Prompt A = In the web strategy transcript, what does Paul Boag say he has bought?
Prompt B = Continue the web strategy transcript after its last line.

Page extract =
# # # #

Your web strategy is worthless!

Many of the so called strategies are less than useless at guiding the reality of running a web team. But what exactly should a digital strategy contain?

Share your thoughts

Paul Boag:
Okay let’s try something different.

Marcus Lillington:
What now, Paul?

Paul Boag:
That maybe we can engage you more in.

Leigh Howells:
Something fun and entertaining and exciting? You can talk about…

Marcus Lillington:
I wouldn’t go that far.

Leigh Howells:
New fun toys.

Marcus Lillington:
Oh, new fun toys.

Leigh Howells:
There must be some new fun things you’ve got.

Paul Boag:
No.

Leigh Howells:
Hell.

Marcus Lillington:
I haven’t bought anything for ages either.

Paul Boag:
I’ve bought a new shower unit. That’s about as exciting as my life gets at the moment.

Marcus Lillington:
I bought a golf GPS unit, but …

Leigh Howells:
A what? Oh golf.

# # # #

Given records =
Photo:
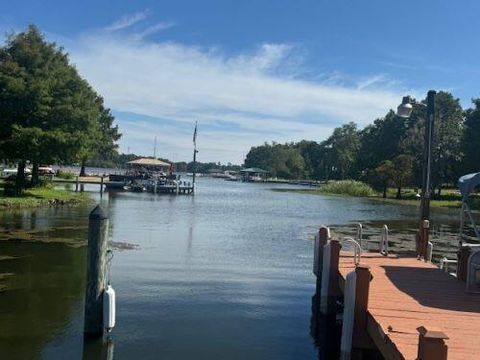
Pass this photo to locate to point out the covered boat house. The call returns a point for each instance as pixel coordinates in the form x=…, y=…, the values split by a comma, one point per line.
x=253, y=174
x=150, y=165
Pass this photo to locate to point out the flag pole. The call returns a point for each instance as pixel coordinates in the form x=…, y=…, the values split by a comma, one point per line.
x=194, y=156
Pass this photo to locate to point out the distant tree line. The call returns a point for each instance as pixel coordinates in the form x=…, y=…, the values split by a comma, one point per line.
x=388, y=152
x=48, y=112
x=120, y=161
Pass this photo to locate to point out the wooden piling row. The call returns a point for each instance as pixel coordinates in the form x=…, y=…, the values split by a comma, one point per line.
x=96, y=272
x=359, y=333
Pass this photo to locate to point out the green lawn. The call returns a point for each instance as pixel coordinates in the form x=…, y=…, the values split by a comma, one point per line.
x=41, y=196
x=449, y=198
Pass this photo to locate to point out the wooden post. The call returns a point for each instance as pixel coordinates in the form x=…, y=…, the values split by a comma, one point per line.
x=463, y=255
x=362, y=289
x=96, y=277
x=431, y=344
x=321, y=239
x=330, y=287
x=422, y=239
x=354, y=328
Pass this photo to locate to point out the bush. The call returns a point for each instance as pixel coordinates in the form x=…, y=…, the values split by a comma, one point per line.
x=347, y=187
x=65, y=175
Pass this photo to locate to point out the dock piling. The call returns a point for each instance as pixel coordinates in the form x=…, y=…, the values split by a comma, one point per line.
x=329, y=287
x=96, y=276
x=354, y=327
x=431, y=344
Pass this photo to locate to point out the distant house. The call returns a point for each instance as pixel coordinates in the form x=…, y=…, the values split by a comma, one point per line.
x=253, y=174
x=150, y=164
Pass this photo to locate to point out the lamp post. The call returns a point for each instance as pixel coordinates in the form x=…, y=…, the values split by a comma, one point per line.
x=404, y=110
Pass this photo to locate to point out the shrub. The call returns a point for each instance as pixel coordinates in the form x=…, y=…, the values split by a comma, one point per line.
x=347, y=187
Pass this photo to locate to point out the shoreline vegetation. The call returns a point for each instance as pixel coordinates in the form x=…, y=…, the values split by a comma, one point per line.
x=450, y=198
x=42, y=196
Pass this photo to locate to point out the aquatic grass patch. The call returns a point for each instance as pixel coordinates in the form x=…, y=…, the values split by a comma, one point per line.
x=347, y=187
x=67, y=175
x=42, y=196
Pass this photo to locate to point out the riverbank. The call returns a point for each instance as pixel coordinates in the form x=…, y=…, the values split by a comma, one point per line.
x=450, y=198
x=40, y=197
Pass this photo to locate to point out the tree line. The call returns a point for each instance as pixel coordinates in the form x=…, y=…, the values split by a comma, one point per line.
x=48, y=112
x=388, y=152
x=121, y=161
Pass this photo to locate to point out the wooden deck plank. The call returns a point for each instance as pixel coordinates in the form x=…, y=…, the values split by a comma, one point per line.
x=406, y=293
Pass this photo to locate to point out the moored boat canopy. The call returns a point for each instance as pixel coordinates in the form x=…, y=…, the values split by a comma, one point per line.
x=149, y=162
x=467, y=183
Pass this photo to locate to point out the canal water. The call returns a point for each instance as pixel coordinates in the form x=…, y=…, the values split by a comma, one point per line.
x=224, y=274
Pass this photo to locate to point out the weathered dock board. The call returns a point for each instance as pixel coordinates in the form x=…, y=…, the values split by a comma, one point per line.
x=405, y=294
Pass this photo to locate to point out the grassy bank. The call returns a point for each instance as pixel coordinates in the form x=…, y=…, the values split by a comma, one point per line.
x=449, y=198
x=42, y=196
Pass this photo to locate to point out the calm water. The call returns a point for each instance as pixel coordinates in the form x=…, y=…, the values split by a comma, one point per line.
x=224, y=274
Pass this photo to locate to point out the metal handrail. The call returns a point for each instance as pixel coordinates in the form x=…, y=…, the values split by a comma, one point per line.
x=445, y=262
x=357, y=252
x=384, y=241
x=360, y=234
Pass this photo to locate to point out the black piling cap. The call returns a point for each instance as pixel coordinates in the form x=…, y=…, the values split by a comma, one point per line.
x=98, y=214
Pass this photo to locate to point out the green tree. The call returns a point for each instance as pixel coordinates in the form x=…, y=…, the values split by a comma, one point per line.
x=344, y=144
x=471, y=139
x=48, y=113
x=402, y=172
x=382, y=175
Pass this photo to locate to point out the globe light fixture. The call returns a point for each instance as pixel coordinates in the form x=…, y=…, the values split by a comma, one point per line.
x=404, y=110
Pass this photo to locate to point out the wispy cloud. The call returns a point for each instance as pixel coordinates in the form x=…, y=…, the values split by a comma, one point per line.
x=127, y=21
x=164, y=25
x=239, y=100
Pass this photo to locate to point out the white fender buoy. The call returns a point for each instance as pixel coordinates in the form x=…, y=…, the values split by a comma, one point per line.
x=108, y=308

# # # #

Response A = A new shower unit.

Response B =
Marcus Lillington:
Yes. It tells you where you are, how far…

Paul Boag:
It must be time for new Apple device.

Leigh Howells:
I bought a swimming watch, which is supposed to measure my lengths when I swim.

Marcus Lillington:
Surely the pool measures you?

Leigh Howells:
No but you have to count, you have to count.

Marcus Lillington:
How many strokes per length?

Leigh Howells:
Yeah, yeah. It is supposed to know when you turn round. It’s like – it’s a wearable technology, isn’t it?

Marcus Lillington:
That’s cool.

Paul Boag:
But it doesn’t work?

Leigh Howells:
Don’t work.

Paul Boag:
No? So it’s not cool.

Leigh Howells:
It doesn’t think I’m swimming.

Marcus Lillington:
So you can do proper front crawl turning your head breathing stuff because if I try and do that, I drown. I can front crawl but I try and breathe and …

Leigh Howells:
Start slow.

Marcus Lillington:
Yes.

Paul Boag:
The Apple TV, there is going to be new Apple TV apparently, isn’t there?

Leigh Howells:
Oh, is there?

Paul Boag:
Yeah, which is going to have apps on.

Marcus Lillington:
It’s going to have a screen.

Paul Boag:
They finally reckon it’s going to happen.

Leigh Howells:
Since when?

Paul Boag:
Oh I saw rumours a few days ago. It’s all rumours, yeah. It’s not…

Leigh Howells:
What you mean a proper TV device or box?

Paul Boag:
No, no it’s Apple box still.

Leigh Howells:
So it’s changing the OS so it’s less…?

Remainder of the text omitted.